[Start of section]

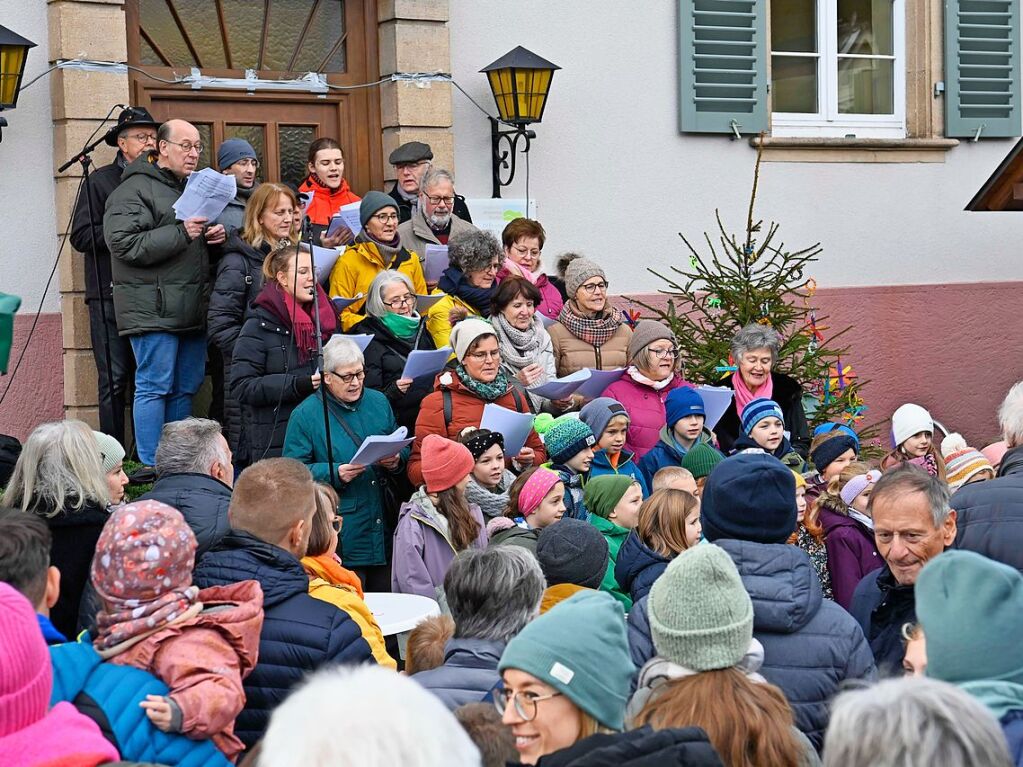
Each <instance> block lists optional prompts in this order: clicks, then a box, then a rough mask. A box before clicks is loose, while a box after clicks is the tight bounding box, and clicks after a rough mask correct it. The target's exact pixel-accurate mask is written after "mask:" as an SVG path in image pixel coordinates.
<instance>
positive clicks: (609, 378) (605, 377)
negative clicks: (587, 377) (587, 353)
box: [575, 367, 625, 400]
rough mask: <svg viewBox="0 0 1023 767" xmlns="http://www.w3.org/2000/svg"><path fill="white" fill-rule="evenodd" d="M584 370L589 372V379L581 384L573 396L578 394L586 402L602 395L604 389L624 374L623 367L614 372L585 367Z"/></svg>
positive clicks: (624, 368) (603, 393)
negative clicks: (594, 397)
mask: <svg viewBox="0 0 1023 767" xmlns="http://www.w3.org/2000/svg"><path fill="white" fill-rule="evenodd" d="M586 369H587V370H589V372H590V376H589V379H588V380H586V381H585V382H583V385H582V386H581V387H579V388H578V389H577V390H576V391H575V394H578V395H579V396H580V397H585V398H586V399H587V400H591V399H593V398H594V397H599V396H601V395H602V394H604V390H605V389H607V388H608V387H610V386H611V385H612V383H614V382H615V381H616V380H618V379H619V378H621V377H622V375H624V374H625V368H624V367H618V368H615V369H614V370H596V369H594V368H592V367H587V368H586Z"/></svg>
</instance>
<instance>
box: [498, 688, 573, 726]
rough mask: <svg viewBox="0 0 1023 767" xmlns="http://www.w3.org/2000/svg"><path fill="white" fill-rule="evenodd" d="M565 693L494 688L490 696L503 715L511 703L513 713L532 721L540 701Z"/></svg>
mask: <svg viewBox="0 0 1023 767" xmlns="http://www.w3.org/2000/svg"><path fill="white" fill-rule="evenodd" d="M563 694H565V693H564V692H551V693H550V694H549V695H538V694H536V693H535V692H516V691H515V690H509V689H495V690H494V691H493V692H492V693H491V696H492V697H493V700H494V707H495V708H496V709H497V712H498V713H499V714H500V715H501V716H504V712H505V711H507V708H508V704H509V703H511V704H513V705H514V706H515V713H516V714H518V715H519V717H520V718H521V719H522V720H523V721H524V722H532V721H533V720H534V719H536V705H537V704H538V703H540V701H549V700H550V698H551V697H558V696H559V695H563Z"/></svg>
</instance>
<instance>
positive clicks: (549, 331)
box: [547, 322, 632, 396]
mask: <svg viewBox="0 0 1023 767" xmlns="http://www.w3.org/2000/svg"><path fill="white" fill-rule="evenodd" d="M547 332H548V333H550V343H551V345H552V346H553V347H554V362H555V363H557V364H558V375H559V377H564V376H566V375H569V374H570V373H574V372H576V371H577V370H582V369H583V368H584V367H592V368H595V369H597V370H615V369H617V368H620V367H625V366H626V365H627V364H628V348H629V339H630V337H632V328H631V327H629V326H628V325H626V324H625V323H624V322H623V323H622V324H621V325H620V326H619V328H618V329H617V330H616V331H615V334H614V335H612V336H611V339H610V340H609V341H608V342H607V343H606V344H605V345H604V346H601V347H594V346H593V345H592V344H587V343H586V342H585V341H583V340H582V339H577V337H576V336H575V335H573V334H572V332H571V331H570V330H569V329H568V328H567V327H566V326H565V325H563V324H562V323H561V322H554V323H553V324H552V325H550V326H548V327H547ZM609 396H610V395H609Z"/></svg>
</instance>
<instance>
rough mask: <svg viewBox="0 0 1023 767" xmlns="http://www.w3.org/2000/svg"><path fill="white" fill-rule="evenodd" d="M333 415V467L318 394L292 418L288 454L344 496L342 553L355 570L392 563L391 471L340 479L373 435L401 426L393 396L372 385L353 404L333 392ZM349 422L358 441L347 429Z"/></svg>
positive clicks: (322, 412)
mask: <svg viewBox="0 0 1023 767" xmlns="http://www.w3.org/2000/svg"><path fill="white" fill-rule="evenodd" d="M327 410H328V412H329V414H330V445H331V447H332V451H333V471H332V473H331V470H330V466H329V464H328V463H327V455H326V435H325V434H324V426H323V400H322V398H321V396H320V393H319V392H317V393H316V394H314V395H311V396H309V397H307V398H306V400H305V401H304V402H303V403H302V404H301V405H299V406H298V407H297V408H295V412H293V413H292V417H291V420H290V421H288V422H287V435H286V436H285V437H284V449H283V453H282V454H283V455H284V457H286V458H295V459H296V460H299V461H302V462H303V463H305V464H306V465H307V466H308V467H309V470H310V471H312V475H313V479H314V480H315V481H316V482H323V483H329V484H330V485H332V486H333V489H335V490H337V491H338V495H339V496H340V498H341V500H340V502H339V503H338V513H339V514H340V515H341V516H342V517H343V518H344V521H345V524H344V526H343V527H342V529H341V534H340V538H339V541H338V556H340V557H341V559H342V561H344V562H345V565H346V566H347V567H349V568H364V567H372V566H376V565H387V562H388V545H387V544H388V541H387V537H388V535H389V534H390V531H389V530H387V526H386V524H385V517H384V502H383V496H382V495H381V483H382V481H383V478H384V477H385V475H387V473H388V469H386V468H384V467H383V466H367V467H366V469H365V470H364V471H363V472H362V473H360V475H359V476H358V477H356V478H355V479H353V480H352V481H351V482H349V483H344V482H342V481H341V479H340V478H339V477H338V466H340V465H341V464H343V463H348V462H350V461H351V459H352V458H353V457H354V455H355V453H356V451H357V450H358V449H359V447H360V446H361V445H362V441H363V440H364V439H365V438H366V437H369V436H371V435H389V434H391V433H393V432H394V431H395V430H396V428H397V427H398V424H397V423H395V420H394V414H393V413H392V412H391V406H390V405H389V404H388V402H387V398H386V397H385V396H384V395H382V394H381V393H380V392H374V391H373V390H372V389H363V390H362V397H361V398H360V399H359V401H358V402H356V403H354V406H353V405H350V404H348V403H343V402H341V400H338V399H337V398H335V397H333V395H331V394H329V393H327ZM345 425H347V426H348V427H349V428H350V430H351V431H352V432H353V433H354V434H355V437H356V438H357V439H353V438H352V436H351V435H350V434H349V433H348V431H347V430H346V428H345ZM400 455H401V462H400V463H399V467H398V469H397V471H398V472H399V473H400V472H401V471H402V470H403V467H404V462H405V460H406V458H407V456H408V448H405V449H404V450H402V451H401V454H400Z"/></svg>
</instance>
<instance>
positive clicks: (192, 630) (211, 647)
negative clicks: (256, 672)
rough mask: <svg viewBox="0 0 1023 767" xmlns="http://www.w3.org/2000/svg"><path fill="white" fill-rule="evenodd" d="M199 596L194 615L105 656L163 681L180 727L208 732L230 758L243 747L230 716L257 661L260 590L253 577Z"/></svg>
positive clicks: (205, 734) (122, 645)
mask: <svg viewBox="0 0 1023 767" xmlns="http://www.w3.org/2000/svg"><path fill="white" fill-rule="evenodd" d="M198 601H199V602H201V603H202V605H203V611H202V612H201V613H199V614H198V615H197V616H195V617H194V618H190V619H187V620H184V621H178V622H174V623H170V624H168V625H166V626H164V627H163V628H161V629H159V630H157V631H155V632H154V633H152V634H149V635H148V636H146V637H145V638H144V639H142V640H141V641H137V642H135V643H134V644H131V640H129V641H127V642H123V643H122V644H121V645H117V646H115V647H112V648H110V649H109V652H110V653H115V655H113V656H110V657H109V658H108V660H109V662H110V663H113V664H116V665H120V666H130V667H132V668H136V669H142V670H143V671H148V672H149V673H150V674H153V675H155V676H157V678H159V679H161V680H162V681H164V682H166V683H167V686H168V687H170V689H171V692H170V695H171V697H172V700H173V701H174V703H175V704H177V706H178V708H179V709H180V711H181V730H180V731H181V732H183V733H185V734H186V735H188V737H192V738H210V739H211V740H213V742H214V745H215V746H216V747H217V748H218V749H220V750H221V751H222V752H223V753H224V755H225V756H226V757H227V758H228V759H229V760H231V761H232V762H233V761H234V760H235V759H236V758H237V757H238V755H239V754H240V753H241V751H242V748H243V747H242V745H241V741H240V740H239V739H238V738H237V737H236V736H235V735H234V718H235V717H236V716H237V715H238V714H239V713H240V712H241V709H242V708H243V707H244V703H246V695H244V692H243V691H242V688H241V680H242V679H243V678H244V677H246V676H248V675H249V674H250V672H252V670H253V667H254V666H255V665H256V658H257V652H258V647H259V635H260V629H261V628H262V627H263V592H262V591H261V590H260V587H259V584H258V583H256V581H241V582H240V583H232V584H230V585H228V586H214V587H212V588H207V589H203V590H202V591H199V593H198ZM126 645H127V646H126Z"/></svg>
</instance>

[End of section]

#### [Task goal]
Please count the lines of the records above that contain the string "clicks" and reply with only that number. Case counts when matching.

#### [Exercise solution]
10